[Segmentation labeling items]
• • • • •

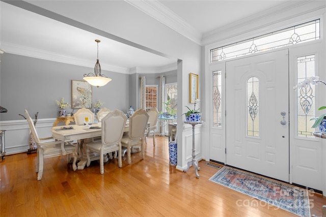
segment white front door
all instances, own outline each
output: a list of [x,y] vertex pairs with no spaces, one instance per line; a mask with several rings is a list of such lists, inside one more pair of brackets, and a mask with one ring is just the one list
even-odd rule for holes
[[288,70],[287,49],[226,63],[226,164],[289,181]]

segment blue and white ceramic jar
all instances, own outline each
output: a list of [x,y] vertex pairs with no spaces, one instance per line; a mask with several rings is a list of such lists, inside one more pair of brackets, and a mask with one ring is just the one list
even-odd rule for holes
[[128,115],[128,117],[130,117],[131,115],[132,115],[132,114],[133,114],[134,113],[134,110],[133,110],[133,108],[132,108],[132,107],[130,106],[130,108],[129,109],[129,110],[128,110],[128,112],[127,112],[127,115]]
[[319,130],[323,134],[326,134],[326,119],[323,119],[319,125]]
[[175,141],[169,143],[169,156],[170,164],[171,166],[177,166],[177,144]]
[[66,115],[66,110],[64,109],[60,109],[59,114],[60,114],[61,117],[64,117]]
[[201,113],[191,113],[190,115],[185,117],[185,120],[188,122],[199,122],[202,119]]

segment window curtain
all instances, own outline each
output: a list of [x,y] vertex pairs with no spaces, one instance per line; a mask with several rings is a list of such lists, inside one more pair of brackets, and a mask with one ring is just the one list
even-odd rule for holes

• • • • •

**PROBLEM**
Put the lines from the one containing "segment blue and white ceramic jar" through the end of the records into a Markdown table with the columns Row and Line text, skipping blank lines.

**EXPECTED ANSWER**
| Row | Line text |
|---|---|
| 1 | segment blue and white ceramic jar |
| 2 | all instances, own outline each |
| 3 | output: a list of [x,y] vertex pairs with no spaces, one instance per line; a mask with several rings is a list of such lists, inside one more pair of brackets, and a mask with one ring is just the one list |
| 4 | even-odd rule for holes |
| 5 | [[128,115],[128,117],[130,117],[131,115],[132,115],[132,114],[133,114],[134,113],[134,110],[133,110],[133,108],[132,108],[132,107],[130,106],[130,108],[129,109],[129,110],[128,110],[128,112],[127,112],[127,115]] |
| 6 | [[319,130],[323,134],[326,134],[326,119],[323,119],[319,125]] |
| 7 | [[175,141],[169,143],[169,156],[170,164],[171,166],[177,166],[177,144]] |
| 8 | [[66,115],[66,110],[64,109],[60,109],[59,114],[60,114],[61,117],[64,117]] |
| 9 | [[201,113],[191,113],[190,115],[185,117],[185,120],[188,122],[199,122],[202,119]] |
| 10 | segment window curtain |
| 11 | all instances, own outline each |
| 12 | output: a list of [x,y] vertex pairs with no spaces, one instance per line; a mask with several rings is a list of such lists, inside one more pair of brackets, and a mask with one ring is just the one list |
| 13 | even-odd rule for holes |